#### [Exercise requirements]
Reproduce the listing below, changing every occurrence of "pin" to "marker" and leaving everything else unchanged.

#### [Records]

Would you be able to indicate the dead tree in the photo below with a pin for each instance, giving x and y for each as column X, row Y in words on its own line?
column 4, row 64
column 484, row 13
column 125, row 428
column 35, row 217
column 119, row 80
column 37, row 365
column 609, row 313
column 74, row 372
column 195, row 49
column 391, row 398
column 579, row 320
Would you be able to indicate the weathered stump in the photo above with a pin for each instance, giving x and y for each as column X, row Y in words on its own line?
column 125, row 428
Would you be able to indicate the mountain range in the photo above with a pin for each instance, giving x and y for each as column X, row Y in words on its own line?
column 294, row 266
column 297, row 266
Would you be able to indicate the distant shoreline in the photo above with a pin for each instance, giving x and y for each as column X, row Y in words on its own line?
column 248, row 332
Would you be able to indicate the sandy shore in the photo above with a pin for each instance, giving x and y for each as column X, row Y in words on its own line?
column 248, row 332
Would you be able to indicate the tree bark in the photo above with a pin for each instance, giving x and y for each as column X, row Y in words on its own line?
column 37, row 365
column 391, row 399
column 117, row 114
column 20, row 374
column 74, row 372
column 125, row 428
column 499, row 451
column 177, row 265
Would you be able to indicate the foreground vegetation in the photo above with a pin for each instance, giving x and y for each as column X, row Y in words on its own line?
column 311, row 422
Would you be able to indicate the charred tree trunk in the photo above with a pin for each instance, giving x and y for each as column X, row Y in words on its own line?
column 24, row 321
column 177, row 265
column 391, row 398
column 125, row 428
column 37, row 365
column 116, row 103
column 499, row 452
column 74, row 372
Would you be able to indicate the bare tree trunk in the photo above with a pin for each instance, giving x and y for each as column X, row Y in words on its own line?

#### [Task answer]
Would you be able to indicate the dead tree in the photo below with a marker for each instance, giving x and y for each as column X, row Y in words on its own line?
column 4, row 64
column 484, row 13
column 125, row 428
column 35, row 217
column 119, row 80
column 37, row 365
column 609, row 313
column 74, row 372
column 195, row 49
column 391, row 398
column 579, row 320
Would you be able to indicate the weathered stump in the photo above with a marker for each instance, giving x and y for each as column X, row Y in words on its own line?
column 125, row 428
Would you be able to indicate the mountain range in the photo above with a marker for each instance, giving x and y for each as column X, row Y in words on its own line?
column 294, row 266
column 297, row 266
Would you be able to indicate the distant shoreline in the photo above with a marker for each instance, giving x and y for each as column X, row Y in words on its own line?
column 248, row 332
Would you be able to indicate the sandy shore in the photo above with a marker for each instance, giving x and y for each as column X, row Y in words on its own line?
column 248, row 332
Would you be able to indicate the tree bark in the photo above with a marker for each instance, giving x and y for each as column X, row Y in words on its own line?
column 37, row 365
column 391, row 399
column 117, row 114
column 20, row 374
column 74, row 372
column 125, row 428
column 499, row 451
column 177, row 265
Would you be able to indicate the foreground vegetation in the photo above with a marker for each instance, giving x and y for each as column X, row Y in words on its own line?
column 311, row 422
Would you be able to indicate the charred tree trunk in the photo above with a marker for each instance, giving x and y for each as column X, row Y in words on its own line?
column 24, row 321
column 177, row 265
column 391, row 398
column 125, row 428
column 37, row 365
column 116, row 103
column 499, row 452
column 74, row 372
Would you be able to indicate the bare tree trunk in the photo above with a marker for each instance, giving x and y for each as column X, row Y in words on its own line?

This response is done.